* [Problem to solve] Reproduce, word for word, the full passage below about the Project Drawdown talk at Swarthmore College.

* [Provided passage]
** begin **

A colleague on campus forwarded me an announcement that the founder of Project Drawdown, Paul Hawken, was going to be speaking at Swarthmore College. As I mentored one of the Drawdown REU Scholars at Penn State this past summer and are having my students generate podcasts this semester on Drawdown solutions, I knew I didn’t want to miss this event! I asked my Drawdown Scholar Anna if she wanted to join me, and we headed to Swarthmore to hear not only Paul Hawken but other speakers that were an unexpected but welcomed addition to the event.

The event started with a blessing from a member of the Lenape Nation of Pennsylvania (also see this NPR story on Lenape Indians, The Original Philadelphians, to learn more). It was incredibly moving to be a part of such an experience and recognition of the lands we had gathered. We then heard from Swarthmore College’s Director of Sustainability – who mentioned that they may be changing the name of their sustainability center to a regeneration center (a topic I’d like to dive into more for the reasoning behind the wording change). And it was fascintating to hear that Swarthmore College has a climate crisis strategy and is aiming to be a zero-waste campus!

** end **

Source records:
** begin **

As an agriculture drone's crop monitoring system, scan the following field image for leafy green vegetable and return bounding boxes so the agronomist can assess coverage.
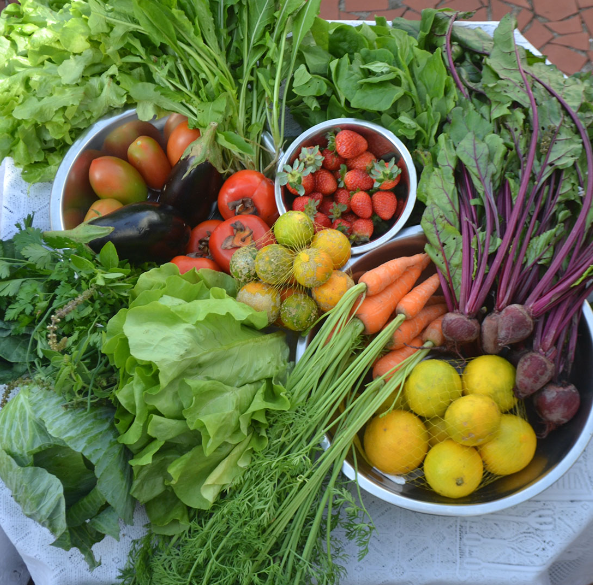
[0,217,142,404]
[103,264,289,534]
[0,385,134,568]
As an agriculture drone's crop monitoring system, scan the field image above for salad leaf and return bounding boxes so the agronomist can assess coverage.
[0,385,134,568]
[103,265,289,534]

** end **

* [Solution to this problem]
A colleague on campus forwarded me an announcement that the founder of Project Drawdown, Paul Hawken, was going to be speaking at Swarthmore College. As I mentored one of the Drawdown REU Scholars at Penn State this past summer and are having my students generate podcasts this semester on Drawdown solutions, I knew I didn’t want to miss this event! I asked my Drawdown Scholar Anna if she wanted to join me, and we headed to Swarthmore to hear not only Paul Hawken but other speakers that were an unexpected but welcomed addition to the event.

The event started with a blessing from a member of the Lenape Nation of Pennsylvania (also see this NPR story on Lenape Indians, The Original Philadelphians, to learn more). It was incredibly moving to be a part of such an experience and recognition of the lands we had gathered. We then heard from Swarthmore College’s Director of Sustainability – who mentioned that they may be changing the name of their sustainability center to a regeneration center (a topic I’d like to dive into more for the reasoning behind the wording change). And it was fascintating to hear that Swarthmore College has a climate crisis strategy and is aiming to be a zero-waste campus!